_WORK ORDER_.
Make an exact copy of the lines from the one containing "of the stainless" to the end of the records below, and leave out everything else.

_LISTED RECORDS_.
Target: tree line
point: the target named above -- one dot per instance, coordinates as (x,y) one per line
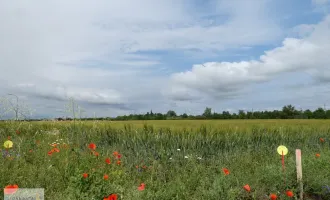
(287,112)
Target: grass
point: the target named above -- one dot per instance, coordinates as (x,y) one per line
(247,148)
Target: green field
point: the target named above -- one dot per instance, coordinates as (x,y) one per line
(177,160)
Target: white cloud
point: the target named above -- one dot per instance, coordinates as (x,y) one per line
(309,54)
(84,46)
(320,2)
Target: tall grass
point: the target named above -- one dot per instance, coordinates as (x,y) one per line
(246,148)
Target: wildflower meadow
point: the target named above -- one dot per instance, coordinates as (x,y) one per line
(166,160)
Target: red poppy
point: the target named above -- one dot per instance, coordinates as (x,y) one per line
(105,177)
(225,171)
(273,196)
(141,187)
(118,162)
(113,197)
(289,193)
(92,146)
(247,188)
(108,161)
(85,175)
(50,152)
(10,189)
(96,153)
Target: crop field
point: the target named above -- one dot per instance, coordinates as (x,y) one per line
(166,160)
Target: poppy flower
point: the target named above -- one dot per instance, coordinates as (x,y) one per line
(50,152)
(247,188)
(108,161)
(92,146)
(113,197)
(225,171)
(85,175)
(10,189)
(105,177)
(141,187)
(289,193)
(273,196)
(115,154)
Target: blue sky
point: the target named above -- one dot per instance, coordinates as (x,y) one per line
(121,57)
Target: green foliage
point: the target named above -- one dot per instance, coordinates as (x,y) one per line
(183,161)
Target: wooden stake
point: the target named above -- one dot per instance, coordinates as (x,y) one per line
(299,173)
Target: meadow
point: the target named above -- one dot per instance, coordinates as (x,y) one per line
(173,160)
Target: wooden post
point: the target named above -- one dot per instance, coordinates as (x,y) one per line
(299,173)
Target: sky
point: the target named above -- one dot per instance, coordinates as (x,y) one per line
(128,56)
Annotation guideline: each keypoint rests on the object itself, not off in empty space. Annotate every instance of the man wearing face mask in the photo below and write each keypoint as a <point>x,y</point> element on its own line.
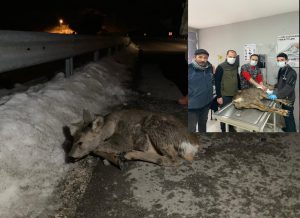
<point>285,89</point>
<point>200,90</point>
<point>227,81</point>
<point>251,75</point>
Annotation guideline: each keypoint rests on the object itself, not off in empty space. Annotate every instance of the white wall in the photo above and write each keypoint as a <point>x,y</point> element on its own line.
<point>263,32</point>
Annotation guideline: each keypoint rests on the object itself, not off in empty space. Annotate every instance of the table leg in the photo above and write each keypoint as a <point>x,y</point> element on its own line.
<point>227,127</point>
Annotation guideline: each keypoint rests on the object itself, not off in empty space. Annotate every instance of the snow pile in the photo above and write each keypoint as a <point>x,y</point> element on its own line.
<point>31,156</point>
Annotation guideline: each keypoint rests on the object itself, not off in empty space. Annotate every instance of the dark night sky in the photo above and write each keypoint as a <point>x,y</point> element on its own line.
<point>89,15</point>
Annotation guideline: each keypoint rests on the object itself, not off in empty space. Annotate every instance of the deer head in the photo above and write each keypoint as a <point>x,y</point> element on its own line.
<point>87,135</point>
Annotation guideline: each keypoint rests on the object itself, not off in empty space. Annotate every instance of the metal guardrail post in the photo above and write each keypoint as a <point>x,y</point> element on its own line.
<point>96,55</point>
<point>109,51</point>
<point>68,67</point>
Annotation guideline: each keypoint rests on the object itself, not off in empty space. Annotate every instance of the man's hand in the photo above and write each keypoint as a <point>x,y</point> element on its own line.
<point>262,87</point>
<point>220,101</point>
<point>269,91</point>
<point>272,97</point>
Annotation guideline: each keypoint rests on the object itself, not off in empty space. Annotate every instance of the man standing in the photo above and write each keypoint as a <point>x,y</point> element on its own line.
<point>227,82</point>
<point>251,75</point>
<point>285,89</point>
<point>200,93</point>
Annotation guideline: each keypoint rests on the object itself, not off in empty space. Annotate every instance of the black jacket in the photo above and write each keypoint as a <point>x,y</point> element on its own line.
<point>286,82</point>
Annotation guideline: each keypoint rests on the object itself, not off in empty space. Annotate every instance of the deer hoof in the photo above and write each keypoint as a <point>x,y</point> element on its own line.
<point>122,161</point>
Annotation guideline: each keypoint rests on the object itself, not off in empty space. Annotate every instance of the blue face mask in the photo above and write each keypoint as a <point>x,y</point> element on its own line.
<point>281,64</point>
<point>253,63</point>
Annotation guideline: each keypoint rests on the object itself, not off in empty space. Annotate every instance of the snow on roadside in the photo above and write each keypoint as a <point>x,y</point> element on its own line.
<point>31,156</point>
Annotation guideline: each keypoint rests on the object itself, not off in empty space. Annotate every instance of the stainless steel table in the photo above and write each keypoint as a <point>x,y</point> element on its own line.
<point>248,119</point>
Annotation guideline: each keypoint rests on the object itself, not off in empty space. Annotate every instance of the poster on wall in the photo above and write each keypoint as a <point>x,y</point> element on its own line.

_EXERCISE RESPONSE_.
Annotation guideline: each keypoint rests on the object itself, not off in empty space. Annotate every instance of the stainless steel table in the photo above and write each keypoint as a <point>x,y</point> element on its own line.
<point>248,119</point>
Annotation guideline: each keypoint rests on the object itself, not off in empty space. Annotate every instance of the poster on wall in the photo above and write each keypoint as a <point>x,y</point> element on its own line.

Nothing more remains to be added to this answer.